取り組む課題 =
A - 沈香の産地に関する文章から、「カリマンタン(Kalimantan)」から「ラスの超高級品まで多彩です。」までをすべて、一字も変えずに再掲しなさい。
B - 沈香の産地に関する文章を、最後の文の後から書き継ぎなさい。

本文抜粋 =
——————————

スマトラ・スマトラ沈香 (Sumatra)

スマトラ島で産する沈香はつい2015年ごろに遂に絶産となったと騒がれました。スマトラというと寸聞多羅を思い浮かべる方が多いのですが、寸門陀羅として聞かれる香木はカリマンタンが多いような気がします。

イメージ的にスマトラ沈香は見た目に色が薄く、軽快で全体的に甘く優しいイメージです。

  • イリアン・パプア・パプアニューギニア

現在も豊富に沈香を産出する地域で、パプア沈香とも呼ばれます。

  • パプア沈香 それは基本的には甘みがパーーっと出てくる最近よくある安価なタニ沈香です。
パプアニューギニアにおける沈香の採集の様子 YouTube動画の紹介

カリマンタン(Kalimantan)

  • カリマンタン沈香の特徴

カリマンタンはボルネオ島のインドネシア名で日本の国土の1.9倍の面積にさまざまな沈香樹が分布します。

  • カリマンタン島(ボルネオ)の沈香は、タニ沈香の優品としてその名を世界に轟かせいます。
  • その強い香りは良い意味で中毒性があり、これぞ!タニ沈香という香りともいえるでしょう。そして、現在も大きく良質な沈香の塊を産し、アラブ石油王や中華成金の憧れの的でもあります。
  • 多彩な種類の沈香いわゆる普通品から、タニ沈香の最高級品クラスや店の最高級のタニ沈香、真南蛮(戦前期基準・御家流の一部)・佐曽羅・寸門多羅など六国クラスの超高級品まで多彩です。

——————————

与えられた資料 =
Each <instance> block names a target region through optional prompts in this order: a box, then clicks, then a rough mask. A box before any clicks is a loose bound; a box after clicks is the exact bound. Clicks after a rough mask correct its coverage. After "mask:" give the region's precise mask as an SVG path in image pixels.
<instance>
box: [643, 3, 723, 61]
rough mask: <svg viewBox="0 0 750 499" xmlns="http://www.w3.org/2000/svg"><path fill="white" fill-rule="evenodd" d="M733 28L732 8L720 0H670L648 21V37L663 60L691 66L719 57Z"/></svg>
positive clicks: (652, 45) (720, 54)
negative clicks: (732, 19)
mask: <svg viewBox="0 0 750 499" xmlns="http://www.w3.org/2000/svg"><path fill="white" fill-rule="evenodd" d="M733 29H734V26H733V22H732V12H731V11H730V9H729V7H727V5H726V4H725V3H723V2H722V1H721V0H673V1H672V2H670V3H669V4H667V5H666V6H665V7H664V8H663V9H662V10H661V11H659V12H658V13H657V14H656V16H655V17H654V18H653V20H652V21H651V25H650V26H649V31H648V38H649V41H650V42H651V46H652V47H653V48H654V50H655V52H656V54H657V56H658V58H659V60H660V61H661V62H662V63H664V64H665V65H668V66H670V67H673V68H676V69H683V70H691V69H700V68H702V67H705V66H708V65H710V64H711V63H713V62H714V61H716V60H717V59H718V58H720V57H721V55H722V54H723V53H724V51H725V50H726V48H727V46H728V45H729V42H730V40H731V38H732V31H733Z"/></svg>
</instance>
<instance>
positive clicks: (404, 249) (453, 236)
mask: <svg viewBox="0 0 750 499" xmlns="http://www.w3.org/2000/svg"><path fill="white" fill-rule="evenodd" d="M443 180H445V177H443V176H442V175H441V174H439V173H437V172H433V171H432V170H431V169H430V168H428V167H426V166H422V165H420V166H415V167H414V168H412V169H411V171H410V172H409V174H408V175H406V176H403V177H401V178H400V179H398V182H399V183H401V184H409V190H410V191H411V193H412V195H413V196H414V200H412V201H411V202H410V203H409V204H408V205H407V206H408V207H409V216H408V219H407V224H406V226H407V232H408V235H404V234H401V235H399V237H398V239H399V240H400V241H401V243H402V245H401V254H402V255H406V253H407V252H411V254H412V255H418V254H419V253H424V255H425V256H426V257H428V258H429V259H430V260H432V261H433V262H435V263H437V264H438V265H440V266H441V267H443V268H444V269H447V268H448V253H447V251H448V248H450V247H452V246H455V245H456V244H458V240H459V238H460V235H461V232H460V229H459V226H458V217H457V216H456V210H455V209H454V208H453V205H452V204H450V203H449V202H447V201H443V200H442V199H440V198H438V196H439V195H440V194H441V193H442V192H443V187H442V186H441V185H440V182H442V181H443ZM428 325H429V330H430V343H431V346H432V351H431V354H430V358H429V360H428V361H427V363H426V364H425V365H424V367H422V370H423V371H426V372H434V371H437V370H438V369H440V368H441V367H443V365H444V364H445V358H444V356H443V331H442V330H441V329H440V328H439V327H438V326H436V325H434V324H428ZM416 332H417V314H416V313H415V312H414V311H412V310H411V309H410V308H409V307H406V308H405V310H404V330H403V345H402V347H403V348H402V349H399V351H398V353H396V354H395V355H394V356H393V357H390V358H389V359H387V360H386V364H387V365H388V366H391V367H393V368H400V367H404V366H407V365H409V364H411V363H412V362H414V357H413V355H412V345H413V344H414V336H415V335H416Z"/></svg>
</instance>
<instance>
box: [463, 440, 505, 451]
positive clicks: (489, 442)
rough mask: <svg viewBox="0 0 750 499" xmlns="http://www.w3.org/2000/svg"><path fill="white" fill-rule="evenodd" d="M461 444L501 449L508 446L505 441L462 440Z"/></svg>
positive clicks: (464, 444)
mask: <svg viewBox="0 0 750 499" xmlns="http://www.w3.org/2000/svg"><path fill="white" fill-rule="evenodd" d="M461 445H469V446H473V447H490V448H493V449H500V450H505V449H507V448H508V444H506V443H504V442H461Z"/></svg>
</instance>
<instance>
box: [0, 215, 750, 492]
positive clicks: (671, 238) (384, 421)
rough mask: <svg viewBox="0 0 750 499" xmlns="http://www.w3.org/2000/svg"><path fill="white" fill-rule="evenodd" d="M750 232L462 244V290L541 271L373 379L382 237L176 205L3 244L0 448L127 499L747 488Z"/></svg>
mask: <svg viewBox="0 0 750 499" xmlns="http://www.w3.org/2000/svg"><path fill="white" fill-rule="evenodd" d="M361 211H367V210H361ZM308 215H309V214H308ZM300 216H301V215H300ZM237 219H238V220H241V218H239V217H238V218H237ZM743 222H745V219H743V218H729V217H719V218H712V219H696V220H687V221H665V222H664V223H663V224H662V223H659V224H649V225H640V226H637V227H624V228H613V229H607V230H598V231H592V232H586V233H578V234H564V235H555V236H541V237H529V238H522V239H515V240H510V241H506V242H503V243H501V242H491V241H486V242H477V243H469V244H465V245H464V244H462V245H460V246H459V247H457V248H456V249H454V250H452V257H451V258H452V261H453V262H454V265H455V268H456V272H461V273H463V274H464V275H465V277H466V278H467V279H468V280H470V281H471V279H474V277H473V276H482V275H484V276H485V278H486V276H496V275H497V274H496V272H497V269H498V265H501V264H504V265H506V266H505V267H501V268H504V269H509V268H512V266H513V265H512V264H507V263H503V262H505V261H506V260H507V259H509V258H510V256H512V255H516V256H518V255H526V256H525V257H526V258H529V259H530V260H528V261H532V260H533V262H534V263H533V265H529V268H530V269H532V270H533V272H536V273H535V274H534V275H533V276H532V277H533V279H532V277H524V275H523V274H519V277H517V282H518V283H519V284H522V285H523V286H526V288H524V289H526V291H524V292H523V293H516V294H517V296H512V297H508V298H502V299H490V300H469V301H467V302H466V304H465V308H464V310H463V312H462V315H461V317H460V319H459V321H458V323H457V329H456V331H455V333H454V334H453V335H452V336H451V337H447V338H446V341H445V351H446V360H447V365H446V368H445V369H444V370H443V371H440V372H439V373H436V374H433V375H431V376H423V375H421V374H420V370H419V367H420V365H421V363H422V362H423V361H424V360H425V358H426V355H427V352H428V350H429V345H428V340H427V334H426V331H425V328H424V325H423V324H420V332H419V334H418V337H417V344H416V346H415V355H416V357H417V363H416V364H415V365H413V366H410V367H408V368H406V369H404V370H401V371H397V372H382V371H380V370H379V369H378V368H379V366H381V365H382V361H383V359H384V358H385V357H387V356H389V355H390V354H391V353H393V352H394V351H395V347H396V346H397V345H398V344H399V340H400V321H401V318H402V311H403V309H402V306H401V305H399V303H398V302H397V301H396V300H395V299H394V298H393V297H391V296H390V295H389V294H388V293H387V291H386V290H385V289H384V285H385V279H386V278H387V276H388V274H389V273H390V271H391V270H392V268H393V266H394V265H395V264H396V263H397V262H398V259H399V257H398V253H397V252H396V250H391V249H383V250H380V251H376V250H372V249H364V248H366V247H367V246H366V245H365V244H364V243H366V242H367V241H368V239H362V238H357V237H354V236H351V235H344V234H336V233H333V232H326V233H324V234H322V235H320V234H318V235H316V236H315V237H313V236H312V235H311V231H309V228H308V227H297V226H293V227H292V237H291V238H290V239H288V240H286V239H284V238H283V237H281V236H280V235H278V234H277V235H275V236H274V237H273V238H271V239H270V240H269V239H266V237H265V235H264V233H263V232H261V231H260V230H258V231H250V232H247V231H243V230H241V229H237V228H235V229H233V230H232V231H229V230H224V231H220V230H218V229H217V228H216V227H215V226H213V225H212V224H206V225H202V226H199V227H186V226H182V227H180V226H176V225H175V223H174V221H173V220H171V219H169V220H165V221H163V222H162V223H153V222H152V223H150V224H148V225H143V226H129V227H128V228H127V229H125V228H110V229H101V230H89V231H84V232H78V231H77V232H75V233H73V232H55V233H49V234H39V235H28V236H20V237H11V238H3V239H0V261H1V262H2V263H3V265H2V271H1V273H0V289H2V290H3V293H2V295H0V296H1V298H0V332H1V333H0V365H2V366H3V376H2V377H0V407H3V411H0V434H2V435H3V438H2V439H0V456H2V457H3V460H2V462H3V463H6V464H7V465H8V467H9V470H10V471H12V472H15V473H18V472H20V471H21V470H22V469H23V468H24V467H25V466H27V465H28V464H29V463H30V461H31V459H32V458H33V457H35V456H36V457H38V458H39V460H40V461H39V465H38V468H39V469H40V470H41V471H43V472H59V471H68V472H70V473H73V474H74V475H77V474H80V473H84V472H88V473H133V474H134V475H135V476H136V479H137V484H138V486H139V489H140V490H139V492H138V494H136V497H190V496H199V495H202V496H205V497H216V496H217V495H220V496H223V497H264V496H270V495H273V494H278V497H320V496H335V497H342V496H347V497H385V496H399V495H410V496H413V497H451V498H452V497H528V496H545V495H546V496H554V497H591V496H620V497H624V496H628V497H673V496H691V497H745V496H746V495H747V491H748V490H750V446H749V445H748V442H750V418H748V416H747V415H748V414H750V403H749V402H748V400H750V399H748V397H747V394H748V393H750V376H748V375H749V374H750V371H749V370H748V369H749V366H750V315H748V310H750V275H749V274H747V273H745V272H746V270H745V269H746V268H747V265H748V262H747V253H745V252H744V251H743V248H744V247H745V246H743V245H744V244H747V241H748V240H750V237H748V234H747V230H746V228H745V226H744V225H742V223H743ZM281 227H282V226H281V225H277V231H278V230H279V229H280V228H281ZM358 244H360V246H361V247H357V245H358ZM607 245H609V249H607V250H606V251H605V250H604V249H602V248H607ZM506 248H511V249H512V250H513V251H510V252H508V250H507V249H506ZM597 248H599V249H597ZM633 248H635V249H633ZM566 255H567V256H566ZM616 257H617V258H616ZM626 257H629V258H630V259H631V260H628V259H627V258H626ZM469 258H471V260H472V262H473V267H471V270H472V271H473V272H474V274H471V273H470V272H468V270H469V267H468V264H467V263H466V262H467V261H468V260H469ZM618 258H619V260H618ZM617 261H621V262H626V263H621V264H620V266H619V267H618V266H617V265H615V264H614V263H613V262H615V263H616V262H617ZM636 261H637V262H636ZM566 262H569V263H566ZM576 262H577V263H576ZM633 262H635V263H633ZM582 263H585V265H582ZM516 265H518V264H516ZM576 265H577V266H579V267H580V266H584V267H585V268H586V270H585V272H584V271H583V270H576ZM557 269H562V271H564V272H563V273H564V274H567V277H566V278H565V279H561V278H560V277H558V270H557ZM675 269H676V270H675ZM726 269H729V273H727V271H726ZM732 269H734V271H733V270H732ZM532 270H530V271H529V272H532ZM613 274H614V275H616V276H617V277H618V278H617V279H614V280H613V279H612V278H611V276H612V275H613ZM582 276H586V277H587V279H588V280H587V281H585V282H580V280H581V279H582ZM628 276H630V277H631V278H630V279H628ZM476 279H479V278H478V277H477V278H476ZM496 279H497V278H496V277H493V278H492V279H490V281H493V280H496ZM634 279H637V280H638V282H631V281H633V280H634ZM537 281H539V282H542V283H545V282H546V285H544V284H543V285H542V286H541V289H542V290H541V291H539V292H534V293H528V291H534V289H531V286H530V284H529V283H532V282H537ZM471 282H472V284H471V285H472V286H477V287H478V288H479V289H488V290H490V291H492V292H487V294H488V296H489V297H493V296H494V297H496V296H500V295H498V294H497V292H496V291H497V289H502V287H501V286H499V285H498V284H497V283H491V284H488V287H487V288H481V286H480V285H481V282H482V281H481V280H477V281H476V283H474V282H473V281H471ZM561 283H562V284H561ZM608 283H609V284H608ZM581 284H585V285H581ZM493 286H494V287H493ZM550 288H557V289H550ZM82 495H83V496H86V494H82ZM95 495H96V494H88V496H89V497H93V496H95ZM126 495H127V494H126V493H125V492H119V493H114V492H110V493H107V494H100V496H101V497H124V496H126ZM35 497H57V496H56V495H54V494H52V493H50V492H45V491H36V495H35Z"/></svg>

——————————

各問の解答 =
A -
カリマンタン(Kalimantan)

  • カリマンタン沈香の特徴

カリマンタンはボルネオ島のインドネシア名で日本の国土の1.9倍の面積にさまざまな沈香樹が分布します。

  • カリマンタン島(ボルネオ)の沈香は、タニ沈香の優品としてその名を世界に轟かせいます。
  • その強い香りは良い意味で中毒性があり、これぞ!タニ沈香という香りともいえるでしょう。そして、現在も大きく良質な沈香の塊を産し、アラブ石油王や中華成金の憧れの的でもあります。
  • 多彩な種類の沈香いわゆる普通品から、タニ沈香の最高級品クラスや店の最高級のタニ沈香、真南蛮(戦前期基準・御家流の一部)・佐曽羅・寸門多羅など六国クラスの超高級品まで多彩です。

B -
  • 価格も1g0.1円~3万円まで幅があります。

しかしながら、カリマンタン沈香やボルネオ沈香として売られている場合は通常のインドネシア沈香よりは高級品として位置づけられることが多いようですが、基本的には品質の高低はつきものです。

香りはいわゆるタニ沈香の香りからカリマンタンの香り、凛とした甘鹹、真那蛮タイプ・佐曽羅沈香のような華やかさを持つ物まで存しています。

基本的なカリマンタン(加里曼丹)の香りをタイプ別に区分して記録した。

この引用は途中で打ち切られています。